REQUIRED ACTION>
Type again, exactly, the lines below from the start through the line that includes "531L437 583H460L468 557L458".

DATASET EXTRACT>
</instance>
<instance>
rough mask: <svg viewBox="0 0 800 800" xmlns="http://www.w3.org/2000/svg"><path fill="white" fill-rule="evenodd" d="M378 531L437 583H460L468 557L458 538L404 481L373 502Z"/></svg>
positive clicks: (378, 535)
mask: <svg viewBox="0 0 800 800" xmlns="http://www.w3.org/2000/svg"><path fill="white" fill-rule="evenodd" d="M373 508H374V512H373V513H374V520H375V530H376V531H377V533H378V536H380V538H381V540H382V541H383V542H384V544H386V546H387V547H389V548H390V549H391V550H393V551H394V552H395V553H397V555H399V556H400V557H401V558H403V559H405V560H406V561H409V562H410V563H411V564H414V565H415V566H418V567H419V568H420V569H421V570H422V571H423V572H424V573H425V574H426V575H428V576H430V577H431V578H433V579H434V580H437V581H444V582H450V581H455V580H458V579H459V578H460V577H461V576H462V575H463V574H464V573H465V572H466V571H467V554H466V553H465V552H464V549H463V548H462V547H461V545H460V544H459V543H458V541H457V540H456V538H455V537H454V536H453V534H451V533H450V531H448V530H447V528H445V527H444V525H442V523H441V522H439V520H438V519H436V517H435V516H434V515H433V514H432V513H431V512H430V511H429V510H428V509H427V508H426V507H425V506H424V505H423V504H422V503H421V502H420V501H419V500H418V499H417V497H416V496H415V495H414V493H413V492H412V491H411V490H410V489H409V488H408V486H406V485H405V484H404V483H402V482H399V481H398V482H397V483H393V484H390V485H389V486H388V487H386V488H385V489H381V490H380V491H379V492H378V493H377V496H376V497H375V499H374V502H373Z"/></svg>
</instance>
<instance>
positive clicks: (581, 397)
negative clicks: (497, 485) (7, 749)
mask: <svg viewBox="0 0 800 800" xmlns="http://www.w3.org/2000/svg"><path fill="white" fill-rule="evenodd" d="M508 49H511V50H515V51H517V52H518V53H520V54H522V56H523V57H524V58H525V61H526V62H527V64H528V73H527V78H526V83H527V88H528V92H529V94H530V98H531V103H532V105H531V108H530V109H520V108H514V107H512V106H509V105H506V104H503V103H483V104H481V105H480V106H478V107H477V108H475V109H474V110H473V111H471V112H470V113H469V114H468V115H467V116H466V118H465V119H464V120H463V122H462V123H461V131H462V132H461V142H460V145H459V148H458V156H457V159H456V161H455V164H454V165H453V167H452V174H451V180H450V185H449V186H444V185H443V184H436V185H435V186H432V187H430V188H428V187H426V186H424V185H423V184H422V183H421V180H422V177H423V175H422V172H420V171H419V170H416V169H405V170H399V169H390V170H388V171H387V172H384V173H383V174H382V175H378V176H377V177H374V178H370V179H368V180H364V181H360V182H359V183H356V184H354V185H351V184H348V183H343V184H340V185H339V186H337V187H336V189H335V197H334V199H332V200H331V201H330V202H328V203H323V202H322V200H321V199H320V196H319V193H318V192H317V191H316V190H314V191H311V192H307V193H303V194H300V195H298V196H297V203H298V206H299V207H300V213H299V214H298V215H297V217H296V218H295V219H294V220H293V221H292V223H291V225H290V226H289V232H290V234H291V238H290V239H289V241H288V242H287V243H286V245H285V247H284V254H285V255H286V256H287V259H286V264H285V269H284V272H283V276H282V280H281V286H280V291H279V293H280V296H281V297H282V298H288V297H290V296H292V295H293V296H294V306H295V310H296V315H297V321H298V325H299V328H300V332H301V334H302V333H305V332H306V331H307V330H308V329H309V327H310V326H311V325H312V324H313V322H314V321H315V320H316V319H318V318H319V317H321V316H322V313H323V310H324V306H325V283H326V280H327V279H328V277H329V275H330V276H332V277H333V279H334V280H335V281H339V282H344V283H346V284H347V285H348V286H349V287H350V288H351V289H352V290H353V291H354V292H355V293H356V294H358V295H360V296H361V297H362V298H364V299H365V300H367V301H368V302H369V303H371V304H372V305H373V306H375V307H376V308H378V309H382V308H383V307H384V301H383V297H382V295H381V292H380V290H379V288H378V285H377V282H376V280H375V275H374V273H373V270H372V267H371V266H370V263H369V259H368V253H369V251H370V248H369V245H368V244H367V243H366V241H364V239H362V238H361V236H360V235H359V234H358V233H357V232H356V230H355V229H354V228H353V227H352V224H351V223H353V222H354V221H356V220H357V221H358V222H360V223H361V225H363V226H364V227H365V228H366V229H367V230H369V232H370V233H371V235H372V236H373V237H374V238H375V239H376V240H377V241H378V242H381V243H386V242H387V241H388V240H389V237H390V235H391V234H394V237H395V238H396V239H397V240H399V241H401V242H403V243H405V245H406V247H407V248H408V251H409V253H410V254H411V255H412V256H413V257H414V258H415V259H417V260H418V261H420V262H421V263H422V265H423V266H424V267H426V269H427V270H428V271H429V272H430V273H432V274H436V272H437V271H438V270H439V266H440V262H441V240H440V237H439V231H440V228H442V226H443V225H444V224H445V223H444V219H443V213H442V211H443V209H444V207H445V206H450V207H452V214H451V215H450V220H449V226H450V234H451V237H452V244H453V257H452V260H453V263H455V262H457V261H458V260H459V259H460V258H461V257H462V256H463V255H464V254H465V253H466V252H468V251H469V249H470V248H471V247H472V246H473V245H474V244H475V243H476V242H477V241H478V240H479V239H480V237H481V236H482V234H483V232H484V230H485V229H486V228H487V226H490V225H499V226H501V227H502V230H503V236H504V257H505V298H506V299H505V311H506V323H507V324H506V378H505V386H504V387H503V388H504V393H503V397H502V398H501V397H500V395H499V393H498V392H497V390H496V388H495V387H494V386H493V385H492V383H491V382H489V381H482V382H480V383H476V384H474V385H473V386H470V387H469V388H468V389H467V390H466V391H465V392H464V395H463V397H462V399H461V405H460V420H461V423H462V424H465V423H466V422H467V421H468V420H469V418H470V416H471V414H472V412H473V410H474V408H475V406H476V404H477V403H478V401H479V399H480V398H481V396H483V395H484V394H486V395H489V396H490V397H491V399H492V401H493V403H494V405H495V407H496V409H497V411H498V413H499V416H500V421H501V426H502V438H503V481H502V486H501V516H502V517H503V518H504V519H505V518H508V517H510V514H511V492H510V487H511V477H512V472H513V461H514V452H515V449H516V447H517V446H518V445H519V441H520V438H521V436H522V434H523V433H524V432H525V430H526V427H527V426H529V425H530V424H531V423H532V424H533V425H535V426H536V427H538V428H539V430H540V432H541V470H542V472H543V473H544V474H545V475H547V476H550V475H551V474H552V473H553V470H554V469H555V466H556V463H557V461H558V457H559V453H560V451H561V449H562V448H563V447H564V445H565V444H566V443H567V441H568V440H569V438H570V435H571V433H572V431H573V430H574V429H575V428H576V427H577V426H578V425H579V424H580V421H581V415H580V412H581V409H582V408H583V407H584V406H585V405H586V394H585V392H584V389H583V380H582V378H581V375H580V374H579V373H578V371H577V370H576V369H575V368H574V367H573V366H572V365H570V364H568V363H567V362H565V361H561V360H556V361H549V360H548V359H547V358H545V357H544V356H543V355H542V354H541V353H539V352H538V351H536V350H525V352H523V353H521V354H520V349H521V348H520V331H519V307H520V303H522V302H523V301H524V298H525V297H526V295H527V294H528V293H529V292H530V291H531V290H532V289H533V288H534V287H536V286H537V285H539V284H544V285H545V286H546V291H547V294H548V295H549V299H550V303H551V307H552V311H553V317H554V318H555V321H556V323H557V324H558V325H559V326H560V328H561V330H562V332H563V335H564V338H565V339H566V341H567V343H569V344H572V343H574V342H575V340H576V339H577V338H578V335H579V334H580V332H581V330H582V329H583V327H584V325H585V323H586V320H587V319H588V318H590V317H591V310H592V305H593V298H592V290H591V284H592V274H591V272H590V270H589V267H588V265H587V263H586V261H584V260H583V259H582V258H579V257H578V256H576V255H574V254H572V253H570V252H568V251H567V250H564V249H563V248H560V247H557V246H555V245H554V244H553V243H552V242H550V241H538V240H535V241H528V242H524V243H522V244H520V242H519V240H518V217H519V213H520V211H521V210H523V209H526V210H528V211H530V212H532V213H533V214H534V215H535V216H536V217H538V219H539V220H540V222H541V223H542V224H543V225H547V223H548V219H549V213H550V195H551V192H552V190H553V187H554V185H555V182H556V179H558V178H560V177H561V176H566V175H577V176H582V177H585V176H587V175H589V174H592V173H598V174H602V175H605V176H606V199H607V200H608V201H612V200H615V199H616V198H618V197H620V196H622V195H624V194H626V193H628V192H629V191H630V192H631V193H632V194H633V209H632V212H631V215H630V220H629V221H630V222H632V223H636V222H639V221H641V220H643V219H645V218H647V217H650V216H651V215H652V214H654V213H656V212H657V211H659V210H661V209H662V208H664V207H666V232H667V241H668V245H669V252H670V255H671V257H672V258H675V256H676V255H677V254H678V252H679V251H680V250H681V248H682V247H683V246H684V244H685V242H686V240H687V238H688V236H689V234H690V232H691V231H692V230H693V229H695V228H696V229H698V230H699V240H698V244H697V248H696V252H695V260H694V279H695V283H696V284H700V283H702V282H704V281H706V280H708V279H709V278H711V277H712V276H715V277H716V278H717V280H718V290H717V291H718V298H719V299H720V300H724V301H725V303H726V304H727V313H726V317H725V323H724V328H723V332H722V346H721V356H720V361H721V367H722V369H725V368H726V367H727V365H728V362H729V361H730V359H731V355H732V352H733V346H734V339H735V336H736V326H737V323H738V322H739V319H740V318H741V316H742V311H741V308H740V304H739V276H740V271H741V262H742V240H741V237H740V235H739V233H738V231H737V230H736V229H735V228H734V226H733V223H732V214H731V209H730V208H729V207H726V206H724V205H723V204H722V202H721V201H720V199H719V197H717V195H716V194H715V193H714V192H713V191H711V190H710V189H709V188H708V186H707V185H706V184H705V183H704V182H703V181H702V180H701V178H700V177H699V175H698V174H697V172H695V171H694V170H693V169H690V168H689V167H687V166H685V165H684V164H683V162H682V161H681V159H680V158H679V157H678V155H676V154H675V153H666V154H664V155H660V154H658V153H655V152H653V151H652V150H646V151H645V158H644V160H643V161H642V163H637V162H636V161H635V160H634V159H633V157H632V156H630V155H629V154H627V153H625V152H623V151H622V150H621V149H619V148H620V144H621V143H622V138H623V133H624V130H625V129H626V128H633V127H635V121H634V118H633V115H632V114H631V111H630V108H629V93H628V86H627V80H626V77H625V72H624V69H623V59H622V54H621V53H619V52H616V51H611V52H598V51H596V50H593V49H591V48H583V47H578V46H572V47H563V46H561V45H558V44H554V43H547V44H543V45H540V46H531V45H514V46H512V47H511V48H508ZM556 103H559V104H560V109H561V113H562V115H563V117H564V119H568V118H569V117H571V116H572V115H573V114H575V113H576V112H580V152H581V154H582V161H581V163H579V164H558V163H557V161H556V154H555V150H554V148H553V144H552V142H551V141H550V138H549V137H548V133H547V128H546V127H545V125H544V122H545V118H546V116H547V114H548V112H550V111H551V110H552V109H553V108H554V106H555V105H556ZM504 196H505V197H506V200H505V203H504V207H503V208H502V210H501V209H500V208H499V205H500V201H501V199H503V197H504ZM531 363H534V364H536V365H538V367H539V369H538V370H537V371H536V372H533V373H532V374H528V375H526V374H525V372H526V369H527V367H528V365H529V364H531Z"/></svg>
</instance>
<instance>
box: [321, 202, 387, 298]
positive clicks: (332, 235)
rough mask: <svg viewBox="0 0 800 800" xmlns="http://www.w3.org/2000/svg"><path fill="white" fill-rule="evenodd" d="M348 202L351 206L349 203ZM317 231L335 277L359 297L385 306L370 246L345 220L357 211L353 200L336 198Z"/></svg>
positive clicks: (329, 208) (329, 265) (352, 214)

SOLUTION>
</instance>
<instance>
rough mask: <svg viewBox="0 0 800 800" xmlns="http://www.w3.org/2000/svg"><path fill="white" fill-rule="evenodd" d="M378 531L437 583H460L468 557L458 538L404 481L373 502Z"/></svg>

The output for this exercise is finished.